Repeat the records exactly, with one exception: no images.

─── Records for this exercise

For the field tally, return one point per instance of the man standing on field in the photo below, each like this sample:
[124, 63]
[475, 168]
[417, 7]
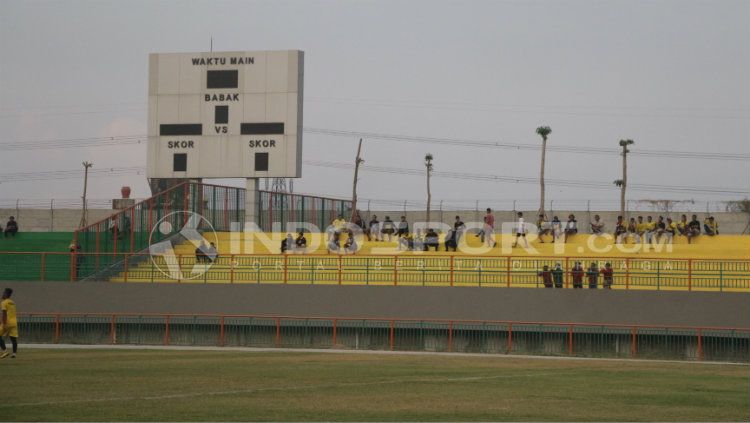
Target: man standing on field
[8, 323]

──────

> [Exercise result]:
For the field tally, return one point per instance of the man standing on field in the photo below, each like this sample:
[124, 63]
[475, 168]
[417, 7]
Target: man standing on field
[8, 323]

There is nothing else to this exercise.